• [Langkah Pengerjaan]
A: Jawablah pertanyaan berikut berdasarkan kutipan tentang Bantaeng:
(i) Pada tahun berapa Bantaeng dijadikan pusat niaga Pemerintah Hindia Belanda?
(ii) Peristiwa apa yang menjadi titik tolak kebangkitan daerah tersebut?
(iii) Berapa besar modal asing yang hingga kini sudah masuk ke Bantaeng?
B: Terjemahkan kalimat "Puluhan pejabat Belanda, Jepang, dan Indonesia, pada periode itu dinyatakan gagal membangun Bantaeng dan mengangkat harkat, serta martabat masyarakat yang berada di daerah selatan Sulsel ini." dari kutipan tentang Bantaeng ke dalam bahasa Inggris.
C: Ubahlah paragraf yang diawali "BANTAENG - Sejarah gelap" dalam kutipan tentang Bantaeng menjadi daftar butir yang lebih ringkas tanpa menghilangkan fakta utamanya.

• [Kutipan Teks]
- - - - - - -

PANTAI MARINA. Wilayah Bantaeng yang dulunya miskin dan masyarakatnya hidup melarat, kini menjadi salah satu daerah berkembang dan menjadi magnet bagi wisatawan dan investor. Hingga kini, sudah puluhan triliun rupiah modal asing yang masuk ke Bantaeng. (Foto: Asnawin)
----------------------
Pariwisata Bantaeng Bangkit Undang Investor
Saturday, 08 February 2014
http://www.waspada.co.id/index.php?option=com_content&view=article&id=315782:pariwisata-bantaeng-bangkit-undang-investor&catid=95:nusantara&Itemid=146
BANTAENG - Sejarah gelap Pemerintah Kabupaten (Pemkab) Bantaeng, di Sulawesi Selatan (Sulsel), berlangsung sejak dijadikannya daerah ini sebagai pusat niaga Pemerintah Hindia Belanda tahun 1737, dan masa pendudukan tentara Jepang, hingga pecahnya Revolusi Kemerdekaan tahun 1945, dan berdirinya Negara Kesatuan Republik Indonesia (NKRI).
Puluhan pejabat Belanda, Jepang, dan Indonesia, pada periode itu dinyatakan gagal membangun Bantaeng dan mengangkat harkat, serta martabat masyarakat yang berada di daerah selatan Sulsel ini.
Gelombang demo besar-besaran yang terjadi saat Reformasi 1998 menjadi titik tolak kebangkitan Banteng dari daerah tertinggal menjadi daerah dengan pembangunan tercepat di Indonesia.

- - - - - - -

• [Data Hasil Ekstraksi]

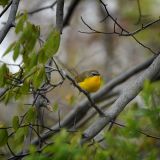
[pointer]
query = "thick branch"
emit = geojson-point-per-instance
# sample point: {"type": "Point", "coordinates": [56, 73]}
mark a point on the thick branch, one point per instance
{"type": "Point", "coordinates": [80, 110]}
{"type": "Point", "coordinates": [10, 21]}
{"type": "Point", "coordinates": [127, 95]}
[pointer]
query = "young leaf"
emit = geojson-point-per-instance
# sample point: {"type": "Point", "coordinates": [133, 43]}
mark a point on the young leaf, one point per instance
{"type": "Point", "coordinates": [9, 49]}
{"type": "Point", "coordinates": [52, 44]}
{"type": "Point", "coordinates": [15, 123]}
{"type": "Point", "coordinates": [16, 51]}
{"type": "Point", "coordinates": [31, 115]}
{"type": "Point", "coordinates": [3, 135]}
{"type": "Point", "coordinates": [4, 2]}
{"type": "Point", "coordinates": [21, 22]}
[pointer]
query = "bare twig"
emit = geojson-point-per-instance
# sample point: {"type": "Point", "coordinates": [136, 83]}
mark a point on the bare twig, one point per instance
{"type": "Point", "coordinates": [70, 12]}
{"type": "Point", "coordinates": [42, 8]}
{"type": "Point", "coordinates": [59, 15]}
{"type": "Point", "coordinates": [83, 107]}
{"type": "Point", "coordinates": [127, 95]}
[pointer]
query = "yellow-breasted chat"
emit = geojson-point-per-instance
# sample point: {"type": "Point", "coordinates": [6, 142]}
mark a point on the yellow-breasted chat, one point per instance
{"type": "Point", "coordinates": [89, 81]}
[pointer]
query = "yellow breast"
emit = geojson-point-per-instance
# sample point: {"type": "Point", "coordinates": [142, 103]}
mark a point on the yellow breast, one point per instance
{"type": "Point", "coordinates": [91, 84]}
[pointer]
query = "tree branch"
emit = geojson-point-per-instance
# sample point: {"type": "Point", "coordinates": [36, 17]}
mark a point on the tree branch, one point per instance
{"type": "Point", "coordinates": [70, 12]}
{"type": "Point", "coordinates": [10, 21]}
{"type": "Point", "coordinates": [127, 95]}
{"type": "Point", "coordinates": [83, 107]}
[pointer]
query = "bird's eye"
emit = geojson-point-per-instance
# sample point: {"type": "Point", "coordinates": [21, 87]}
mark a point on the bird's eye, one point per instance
{"type": "Point", "coordinates": [94, 74]}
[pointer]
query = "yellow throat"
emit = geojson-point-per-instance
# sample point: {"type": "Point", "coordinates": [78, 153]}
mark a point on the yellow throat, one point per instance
{"type": "Point", "coordinates": [90, 81]}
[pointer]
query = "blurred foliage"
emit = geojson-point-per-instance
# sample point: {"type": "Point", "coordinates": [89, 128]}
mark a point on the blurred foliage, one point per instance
{"type": "Point", "coordinates": [133, 142]}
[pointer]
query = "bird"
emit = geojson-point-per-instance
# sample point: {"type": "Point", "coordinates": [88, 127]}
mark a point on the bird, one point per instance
{"type": "Point", "coordinates": [89, 81]}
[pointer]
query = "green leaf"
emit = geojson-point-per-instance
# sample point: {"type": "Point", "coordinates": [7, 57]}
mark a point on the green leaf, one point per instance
{"type": "Point", "coordinates": [15, 123]}
{"type": "Point", "coordinates": [33, 60]}
{"type": "Point", "coordinates": [16, 51]}
{"type": "Point", "coordinates": [42, 57]}
{"type": "Point", "coordinates": [20, 134]}
{"type": "Point", "coordinates": [52, 44]}
{"type": "Point", "coordinates": [4, 72]}
{"type": "Point", "coordinates": [31, 115]}
{"type": "Point", "coordinates": [3, 135]}
{"type": "Point", "coordinates": [9, 49]}
{"type": "Point", "coordinates": [21, 22]}
{"type": "Point", "coordinates": [8, 96]}
{"type": "Point", "coordinates": [55, 106]}
{"type": "Point", "coordinates": [4, 2]}
{"type": "Point", "coordinates": [25, 87]}
{"type": "Point", "coordinates": [39, 77]}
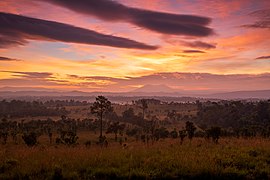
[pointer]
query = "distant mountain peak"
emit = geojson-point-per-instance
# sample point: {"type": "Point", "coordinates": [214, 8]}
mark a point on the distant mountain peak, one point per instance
{"type": "Point", "coordinates": [155, 88]}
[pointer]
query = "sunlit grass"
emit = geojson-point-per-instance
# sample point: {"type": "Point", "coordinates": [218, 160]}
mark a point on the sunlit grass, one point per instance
{"type": "Point", "coordinates": [246, 158]}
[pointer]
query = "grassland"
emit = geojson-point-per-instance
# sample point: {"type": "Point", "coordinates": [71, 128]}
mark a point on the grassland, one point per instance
{"type": "Point", "coordinates": [230, 159]}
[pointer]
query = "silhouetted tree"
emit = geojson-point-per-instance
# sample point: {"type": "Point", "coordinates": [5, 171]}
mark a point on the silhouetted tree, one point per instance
{"type": "Point", "coordinates": [182, 135]}
{"type": "Point", "coordinates": [143, 106]}
{"type": "Point", "coordinates": [99, 107]}
{"type": "Point", "coordinates": [30, 139]}
{"type": "Point", "coordinates": [190, 128]}
{"type": "Point", "coordinates": [214, 133]}
{"type": "Point", "coordinates": [116, 128]}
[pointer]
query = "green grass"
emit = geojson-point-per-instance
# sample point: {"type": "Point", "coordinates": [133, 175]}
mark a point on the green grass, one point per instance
{"type": "Point", "coordinates": [231, 159]}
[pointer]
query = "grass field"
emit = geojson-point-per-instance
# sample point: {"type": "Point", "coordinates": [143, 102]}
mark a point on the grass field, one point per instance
{"type": "Point", "coordinates": [230, 159]}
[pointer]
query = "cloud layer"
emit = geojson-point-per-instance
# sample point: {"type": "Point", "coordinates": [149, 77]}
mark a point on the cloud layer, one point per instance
{"type": "Point", "coordinates": [7, 59]}
{"type": "Point", "coordinates": [165, 23]}
{"type": "Point", "coordinates": [16, 30]}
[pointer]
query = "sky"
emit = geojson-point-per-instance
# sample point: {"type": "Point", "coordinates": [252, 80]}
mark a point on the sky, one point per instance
{"type": "Point", "coordinates": [121, 45]}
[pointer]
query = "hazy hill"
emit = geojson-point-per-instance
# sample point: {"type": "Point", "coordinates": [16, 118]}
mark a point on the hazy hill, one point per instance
{"type": "Point", "coordinates": [155, 88]}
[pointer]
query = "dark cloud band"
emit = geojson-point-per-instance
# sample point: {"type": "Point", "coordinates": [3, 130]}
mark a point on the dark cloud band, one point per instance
{"type": "Point", "coordinates": [193, 51]}
{"type": "Point", "coordinates": [165, 23]}
{"type": "Point", "coordinates": [16, 30]}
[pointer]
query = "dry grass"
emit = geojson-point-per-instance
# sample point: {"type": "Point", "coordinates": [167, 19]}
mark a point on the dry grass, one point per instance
{"type": "Point", "coordinates": [232, 158]}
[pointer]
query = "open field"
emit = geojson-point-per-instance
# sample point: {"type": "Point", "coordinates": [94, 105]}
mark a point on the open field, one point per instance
{"type": "Point", "coordinates": [230, 159]}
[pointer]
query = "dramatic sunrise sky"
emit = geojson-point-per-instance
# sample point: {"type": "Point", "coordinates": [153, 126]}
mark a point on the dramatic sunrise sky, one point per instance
{"type": "Point", "coordinates": [121, 45]}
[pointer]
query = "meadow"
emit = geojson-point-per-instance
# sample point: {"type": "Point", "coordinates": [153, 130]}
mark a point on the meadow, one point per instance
{"type": "Point", "coordinates": [232, 158]}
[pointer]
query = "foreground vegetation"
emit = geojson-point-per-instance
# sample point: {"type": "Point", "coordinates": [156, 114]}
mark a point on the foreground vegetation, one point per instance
{"type": "Point", "coordinates": [230, 159]}
{"type": "Point", "coordinates": [147, 139]}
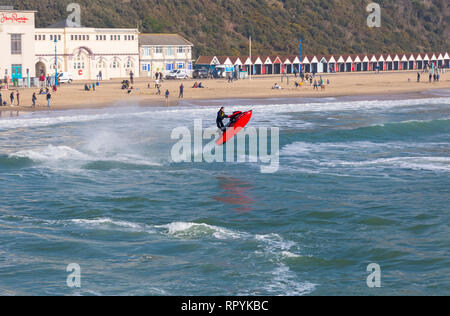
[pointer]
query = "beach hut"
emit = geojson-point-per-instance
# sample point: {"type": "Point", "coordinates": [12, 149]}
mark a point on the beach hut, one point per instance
{"type": "Point", "coordinates": [374, 62]}
{"type": "Point", "coordinates": [446, 60]}
{"type": "Point", "coordinates": [314, 61]}
{"type": "Point", "coordinates": [433, 60]}
{"type": "Point", "coordinates": [349, 63]}
{"type": "Point", "coordinates": [388, 62]}
{"type": "Point", "coordinates": [306, 64]}
{"type": "Point", "coordinates": [209, 61]}
{"type": "Point", "coordinates": [323, 64]}
{"type": "Point", "coordinates": [441, 60]}
{"type": "Point", "coordinates": [258, 65]}
{"type": "Point", "coordinates": [366, 63]}
{"type": "Point", "coordinates": [246, 64]}
{"type": "Point", "coordinates": [295, 60]}
{"type": "Point", "coordinates": [404, 62]}
{"type": "Point", "coordinates": [341, 64]}
{"type": "Point", "coordinates": [267, 65]}
{"type": "Point", "coordinates": [396, 63]}
{"type": "Point", "coordinates": [412, 62]}
{"type": "Point", "coordinates": [419, 61]}
{"type": "Point", "coordinates": [381, 62]}
{"type": "Point", "coordinates": [276, 65]}
{"type": "Point", "coordinates": [287, 64]}
{"type": "Point", "coordinates": [357, 63]}
{"type": "Point", "coordinates": [331, 63]}
{"type": "Point", "coordinates": [426, 61]}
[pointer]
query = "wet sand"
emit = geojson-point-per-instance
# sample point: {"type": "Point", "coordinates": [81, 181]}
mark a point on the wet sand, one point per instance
{"type": "Point", "coordinates": [109, 93]}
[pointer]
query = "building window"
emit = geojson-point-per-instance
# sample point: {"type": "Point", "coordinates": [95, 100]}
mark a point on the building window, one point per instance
{"type": "Point", "coordinates": [16, 44]}
{"type": "Point", "coordinates": [146, 51]}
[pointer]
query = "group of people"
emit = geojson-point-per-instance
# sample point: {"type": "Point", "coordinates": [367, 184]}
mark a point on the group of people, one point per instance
{"type": "Point", "coordinates": [15, 96]}
{"type": "Point", "coordinates": [432, 77]}
{"type": "Point", "coordinates": [198, 85]}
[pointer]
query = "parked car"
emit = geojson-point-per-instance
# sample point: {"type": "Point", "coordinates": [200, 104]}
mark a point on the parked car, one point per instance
{"type": "Point", "coordinates": [177, 74]}
{"type": "Point", "coordinates": [65, 77]}
{"type": "Point", "coordinates": [200, 74]}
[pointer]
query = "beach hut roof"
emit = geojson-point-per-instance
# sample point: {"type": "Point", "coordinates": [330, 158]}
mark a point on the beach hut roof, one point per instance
{"type": "Point", "coordinates": [224, 60]}
{"type": "Point", "coordinates": [330, 58]}
{"type": "Point", "coordinates": [314, 59]}
{"type": "Point", "coordinates": [207, 60]}
{"type": "Point", "coordinates": [341, 59]}
{"type": "Point", "coordinates": [275, 59]}
{"type": "Point", "coordinates": [356, 58]}
{"type": "Point", "coordinates": [163, 40]}
{"type": "Point", "coordinates": [236, 60]}
{"type": "Point", "coordinates": [295, 59]}
{"type": "Point", "coordinates": [286, 60]}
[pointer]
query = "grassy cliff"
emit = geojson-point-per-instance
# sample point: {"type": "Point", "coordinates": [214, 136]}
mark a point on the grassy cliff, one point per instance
{"type": "Point", "coordinates": [221, 27]}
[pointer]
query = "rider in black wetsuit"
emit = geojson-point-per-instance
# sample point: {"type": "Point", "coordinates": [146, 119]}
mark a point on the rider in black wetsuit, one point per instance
{"type": "Point", "coordinates": [220, 117]}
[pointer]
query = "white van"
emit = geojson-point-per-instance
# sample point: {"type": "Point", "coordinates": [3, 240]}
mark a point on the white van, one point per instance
{"type": "Point", "coordinates": [177, 74]}
{"type": "Point", "coordinates": [65, 77]}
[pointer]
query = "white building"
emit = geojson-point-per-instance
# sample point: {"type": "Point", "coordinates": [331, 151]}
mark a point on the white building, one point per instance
{"type": "Point", "coordinates": [163, 53]}
{"type": "Point", "coordinates": [85, 52]}
{"type": "Point", "coordinates": [17, 44]}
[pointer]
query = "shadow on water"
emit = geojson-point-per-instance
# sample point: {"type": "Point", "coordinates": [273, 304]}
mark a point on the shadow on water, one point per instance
{"type": "Point", "coordinates": [235, 193]}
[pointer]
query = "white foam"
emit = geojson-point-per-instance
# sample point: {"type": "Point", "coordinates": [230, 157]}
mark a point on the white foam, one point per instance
{"type": "Point", "coordinates": [66, 155]}
{"type": "Point", "coordinates": [51, 153]}
{"type": "Point", "coordinates": [195, 230]}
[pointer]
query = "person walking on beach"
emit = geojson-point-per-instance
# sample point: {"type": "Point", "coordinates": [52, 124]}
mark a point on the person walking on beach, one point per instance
{"type": "Point", "coordinates": [167, 94]}
{"type": "Point", "coordinates": [33, 99]}
{"type": "Point", "coordinates": [181, 96]}
{"type": "Point", "coordinates": [49, 97]}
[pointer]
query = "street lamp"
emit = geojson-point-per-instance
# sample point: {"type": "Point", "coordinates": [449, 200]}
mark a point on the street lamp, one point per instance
{"type": "Point", "coordinates": [56, 61]}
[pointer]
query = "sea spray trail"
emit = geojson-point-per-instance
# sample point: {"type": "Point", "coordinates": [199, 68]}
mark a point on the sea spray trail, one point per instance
{"type": "Point", "coordinates": [360, 182]}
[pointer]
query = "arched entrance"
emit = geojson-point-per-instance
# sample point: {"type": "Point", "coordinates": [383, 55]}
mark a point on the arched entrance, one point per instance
{"type": "Point", "coordinates": [40, 69]}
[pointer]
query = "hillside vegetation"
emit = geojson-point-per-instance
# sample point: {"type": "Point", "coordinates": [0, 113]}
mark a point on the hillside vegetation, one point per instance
{"type": "Point", "coordinates": [222, 27]}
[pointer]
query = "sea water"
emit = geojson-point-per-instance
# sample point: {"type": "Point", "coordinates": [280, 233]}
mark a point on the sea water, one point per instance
{"type": "Point", "coordinates": [359, 182]}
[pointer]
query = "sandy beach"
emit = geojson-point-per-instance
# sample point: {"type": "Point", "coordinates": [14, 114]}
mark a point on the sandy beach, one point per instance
{"type": "Point", "coordinates": [109, 93]}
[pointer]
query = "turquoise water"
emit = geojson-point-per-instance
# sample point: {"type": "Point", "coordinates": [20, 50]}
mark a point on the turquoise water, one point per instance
{"type": "Point", "coordinates": [359, 182]}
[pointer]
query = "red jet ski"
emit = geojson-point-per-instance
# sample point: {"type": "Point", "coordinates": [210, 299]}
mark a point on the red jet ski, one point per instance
{"type": "Point", "coordinates": [237, 122]}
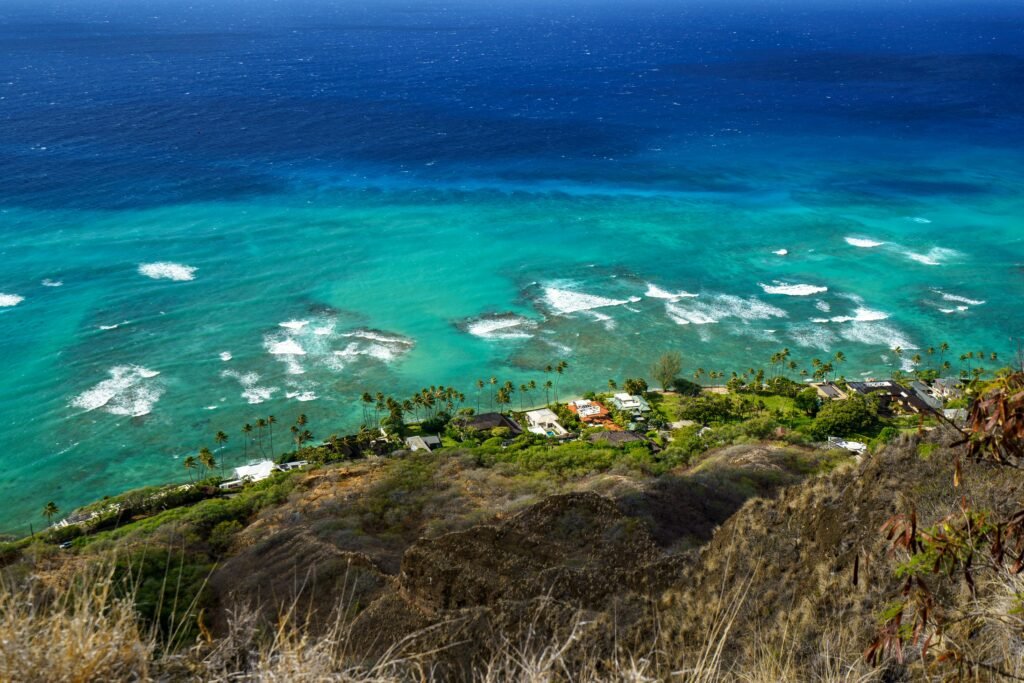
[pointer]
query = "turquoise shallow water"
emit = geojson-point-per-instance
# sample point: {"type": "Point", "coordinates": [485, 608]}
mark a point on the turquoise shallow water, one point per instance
{"type": "Point", "coordinates": [602, 233]}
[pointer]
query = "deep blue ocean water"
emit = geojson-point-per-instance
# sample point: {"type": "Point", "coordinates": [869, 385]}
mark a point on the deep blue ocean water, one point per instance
{"type": "Point", "coordinates": [430, 193]}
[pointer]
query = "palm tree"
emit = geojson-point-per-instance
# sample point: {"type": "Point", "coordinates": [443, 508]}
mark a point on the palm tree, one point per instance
{"type": "Point", "coordinates": [189, 464]}
{"type": "Point", "coordinates": [368, 400]}
{"type": "Point", "coordinates": [207, 459]}
{"type": "Point", "coordinates": [560, 368]}
{"type": "Point", "coordinates": [260, 424]}
{"type": "Point", "coordinates": [247, 429]}
{"type": "Point", "coordinates": [504, 396]}
{"type": "Point", "coordinates": [49, 510]}
{"type": "Point", "coordinates": [839, 357]}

- - - - - - -

• [Jawaban Tugas]
A:
(i) Tahun 1737.
(ii) Gelombang demo besar-besaran saat Reformasi 1998.
(iii) Puluhan triliun rupiah.

B: Dozens of Dutch, Japanese, and Indonesian officials during that period were declared to have failed to develop Bantaeng and to raise the standing and dignity of the people living in this southern region of South Sulawesi.

C:
- Sejarah gelap Pemkab Bantaeng, Sulawesi Selatan, dimulai sejak daerah ini dijadikan pusat niaga Pemerintah Hindia Belanda pada tahun 1737.
- Masa itu berlanjut selama pendudukan tentara Jepang.
- Masa itu berlangsung hingga pecahnya Revolusi Kemerdekaan tahun 1945 dan berdirinya NKRI.